— START OF EXTRACT PROVIDED —
This month’s Gay City News music roundup reviews new albums by gay synth-pop icons the Pet Shop Boys and trans “ambient emo” artist Claire Rousay.

Pet Shop Boys | “Nonetheless”| Parlophone/Warner | April 26th

Pet Shop Boys stand in a dark room in a photo for their latest album artwork
Pet Shop Boys.Alasadair McLellan

By this point, we know what to expect from the Pet Shop Boys: ironic yet sincere lyrics, music that synthesizes disco and synth-pop, arena-ready production. “Nonetheless,” their 15th album, delivers while going in a new direction. It gives off a mood of jaded melancholy, with late ‘60s Scott Walker, Roxy Music’s “Avalon” and ‘80s sophistipop as touchstones. Propelled by strings, “A New Bohemia” and “The Secret of Happiness” are orchestral pop. The album suggests a middle-aged man going clubbing and spending his time alone, watching other people have a great time. (“Why Am I Dancing?” revises Robyn’s “Dancing On My Own,” bluntly questioning “what do I have to celebrate, here on my own?”) “New London Boy” looks back to a man’s memories of the ‘70s (“everyone’s dancing to Roxy and Bowie…hanging around with my glam-rock brothers”), when he wondered “Is everyone gay?/am I just kidding myself?” The video for “Loneliness,” set in the English city of Sheffield in 1992, is an elaborate short film about a young man’s sexual experiences, including cruising urinals. Even “Dancing Star,” which recounts ballet performer Rudolf Nueyev’s defection from the USSR to embrace his talent and bisexuality around the world, gazes back at the past.
— END OF EXTRACT PROVIDED —
:: STATED EXERCISE ::
Write the next part of the music review of the new Pet Shop Boys album, starting right after its last sentence. The lines that come after this sentence are not needed for anything here.
— START OF RAW DATA —
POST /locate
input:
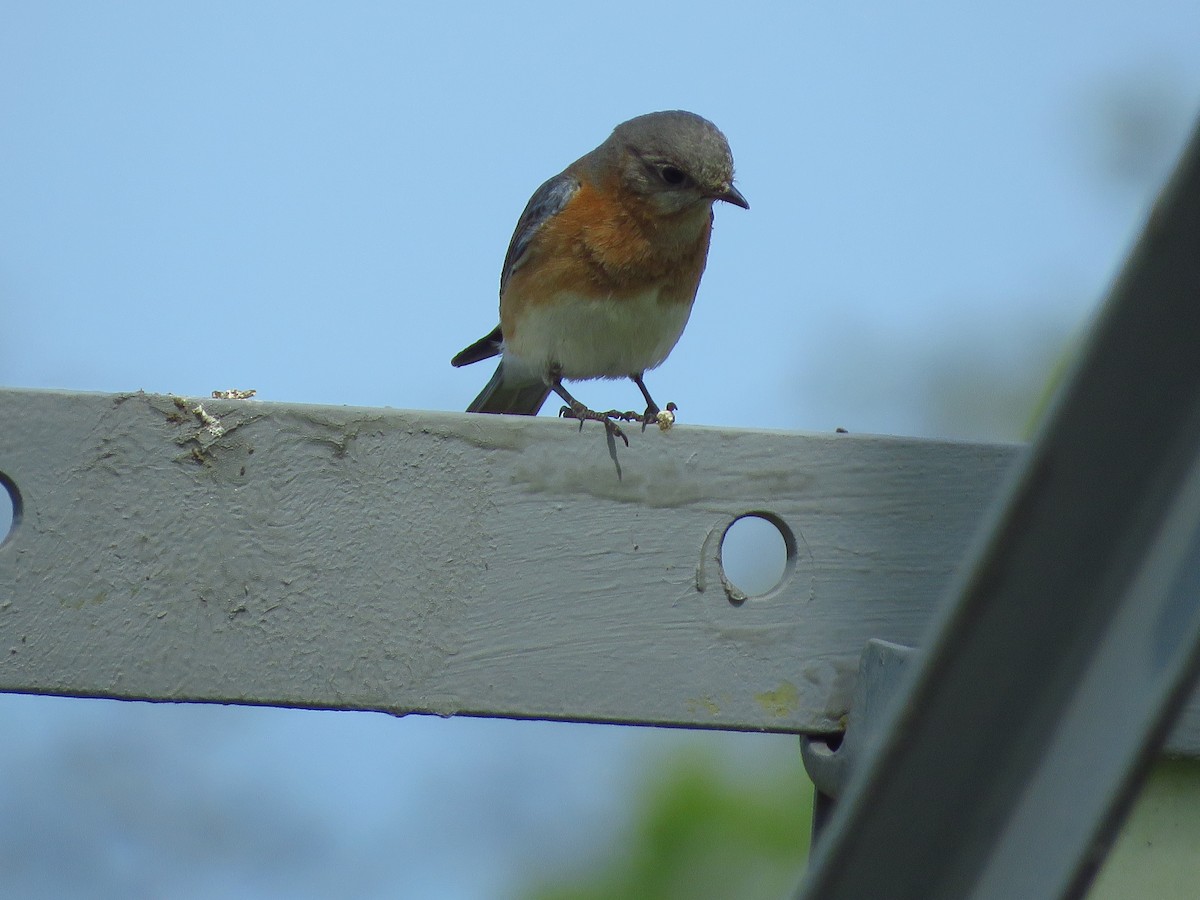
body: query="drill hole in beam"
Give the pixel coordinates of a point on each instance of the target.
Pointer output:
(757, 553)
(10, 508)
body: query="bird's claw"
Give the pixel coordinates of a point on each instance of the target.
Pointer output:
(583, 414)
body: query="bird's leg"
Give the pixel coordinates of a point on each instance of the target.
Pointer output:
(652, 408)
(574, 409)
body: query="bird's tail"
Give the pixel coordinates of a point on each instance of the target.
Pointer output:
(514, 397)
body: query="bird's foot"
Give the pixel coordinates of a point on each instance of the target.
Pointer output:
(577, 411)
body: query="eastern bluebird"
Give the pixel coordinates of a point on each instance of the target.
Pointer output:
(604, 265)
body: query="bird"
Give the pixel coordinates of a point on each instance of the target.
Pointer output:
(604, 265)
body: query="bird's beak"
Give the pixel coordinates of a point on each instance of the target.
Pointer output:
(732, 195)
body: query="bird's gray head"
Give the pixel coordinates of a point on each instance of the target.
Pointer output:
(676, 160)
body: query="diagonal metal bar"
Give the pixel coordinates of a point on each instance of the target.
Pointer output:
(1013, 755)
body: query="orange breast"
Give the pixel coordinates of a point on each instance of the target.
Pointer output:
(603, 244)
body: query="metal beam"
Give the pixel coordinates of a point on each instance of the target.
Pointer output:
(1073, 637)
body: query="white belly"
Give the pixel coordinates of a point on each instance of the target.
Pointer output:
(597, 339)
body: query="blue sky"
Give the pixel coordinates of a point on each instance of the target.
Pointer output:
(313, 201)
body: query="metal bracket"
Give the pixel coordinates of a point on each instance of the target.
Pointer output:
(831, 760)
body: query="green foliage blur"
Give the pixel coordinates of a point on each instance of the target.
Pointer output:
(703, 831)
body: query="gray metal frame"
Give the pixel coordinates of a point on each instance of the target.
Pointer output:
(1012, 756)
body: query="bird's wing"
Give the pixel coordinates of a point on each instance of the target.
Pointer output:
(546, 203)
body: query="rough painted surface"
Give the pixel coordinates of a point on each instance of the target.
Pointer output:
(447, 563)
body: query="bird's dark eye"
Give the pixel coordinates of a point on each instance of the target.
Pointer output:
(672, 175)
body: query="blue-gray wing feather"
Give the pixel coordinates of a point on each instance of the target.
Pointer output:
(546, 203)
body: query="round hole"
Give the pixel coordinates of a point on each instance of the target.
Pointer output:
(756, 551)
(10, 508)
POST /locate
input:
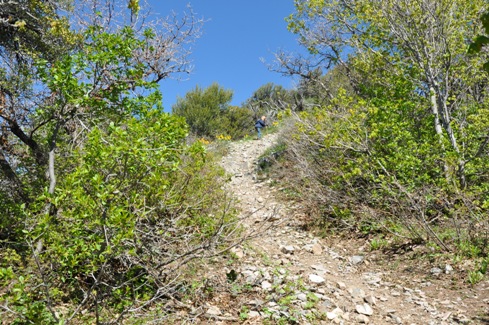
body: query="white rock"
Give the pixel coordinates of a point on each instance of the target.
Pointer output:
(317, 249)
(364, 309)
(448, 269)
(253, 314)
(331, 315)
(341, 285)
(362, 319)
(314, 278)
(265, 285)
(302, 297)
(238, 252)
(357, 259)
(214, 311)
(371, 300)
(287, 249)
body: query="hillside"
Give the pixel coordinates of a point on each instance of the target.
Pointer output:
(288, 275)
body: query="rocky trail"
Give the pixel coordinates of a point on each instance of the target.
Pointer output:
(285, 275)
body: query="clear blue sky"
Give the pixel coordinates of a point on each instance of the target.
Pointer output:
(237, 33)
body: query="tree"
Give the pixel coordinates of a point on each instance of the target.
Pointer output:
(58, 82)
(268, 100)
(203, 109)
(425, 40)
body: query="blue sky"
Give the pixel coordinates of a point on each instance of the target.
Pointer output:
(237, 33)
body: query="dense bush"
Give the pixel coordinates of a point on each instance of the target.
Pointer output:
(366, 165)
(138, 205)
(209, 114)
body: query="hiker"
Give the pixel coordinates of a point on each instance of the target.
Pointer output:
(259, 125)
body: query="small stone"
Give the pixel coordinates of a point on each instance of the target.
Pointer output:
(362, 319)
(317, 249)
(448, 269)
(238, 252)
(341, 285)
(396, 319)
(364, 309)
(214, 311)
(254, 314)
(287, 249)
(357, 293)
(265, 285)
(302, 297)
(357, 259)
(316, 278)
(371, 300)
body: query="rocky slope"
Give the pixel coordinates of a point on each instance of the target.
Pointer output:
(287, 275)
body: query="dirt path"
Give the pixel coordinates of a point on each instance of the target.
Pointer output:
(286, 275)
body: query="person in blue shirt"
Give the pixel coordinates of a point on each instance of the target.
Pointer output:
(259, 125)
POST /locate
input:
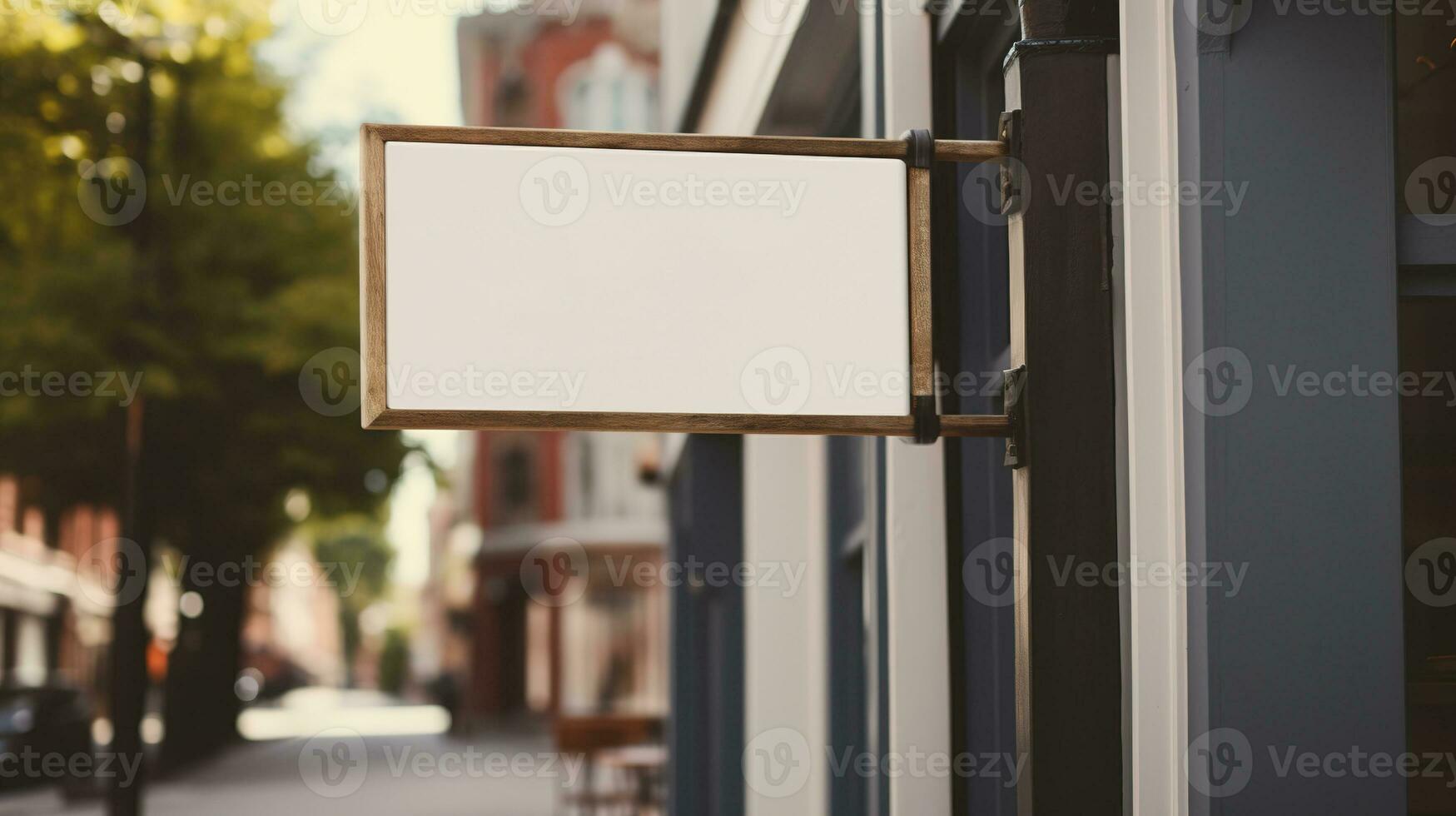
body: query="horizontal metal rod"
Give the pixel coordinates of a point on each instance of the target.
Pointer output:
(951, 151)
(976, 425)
— END OF RAW DATA —
:: EXPECTED OUTPUT ::
Looking inward the past, “Nonetheless” leans towards ballads. Even apparently autobiographical lyrics are addressed to “you.” Coming from singer Neil Tennant, who will turn 70 this summer, lines like “where you gonna run to now from loneliness?” and “the secret of happiness was always concealed from me” hit harder than they might from a young person. While the album is uneven, with “A Bullet for Narcissus” and “Love Is the Law” closing it to an anti-climax, the slow songs are standouts. The more danceable ones strain for energy. Even if the strings are real, they’re tinny and canned, apart from the lush “The Secret of Happiness.” Working with a live orchestra might have improved the album. Including the “Dancing Star” B-side “Sense of Time” would also have livened the album up, while Solomun’s remixes of “Dancing Star” itself toughen the song’s groove.

Going back to their earliest hits in the ‘80s, the group placed downbeat sentiments within danceable songs: “West End Girls” opens on the image of a man contemplating suicide. “Domino Dancing” and “Being Boring” mourned friends’ deaths from AIDS. “In the ‘60s you could feel the freedom,” Tennant sings on “Dancing Star,” while he muses “I wish I lived my life free and easier” during “A New Bohemia.” Even with the need to carry around a brick to fight off potential gay-bashers, “New London Boy” presents the ‘70s as a time of new possibilities. Without coming out and saying it directly, “Nonetheless” is permeated by the sensation that the present moment is just as violent but lonelier and grimmer. Half the time, it mines something powerful from that sentiment.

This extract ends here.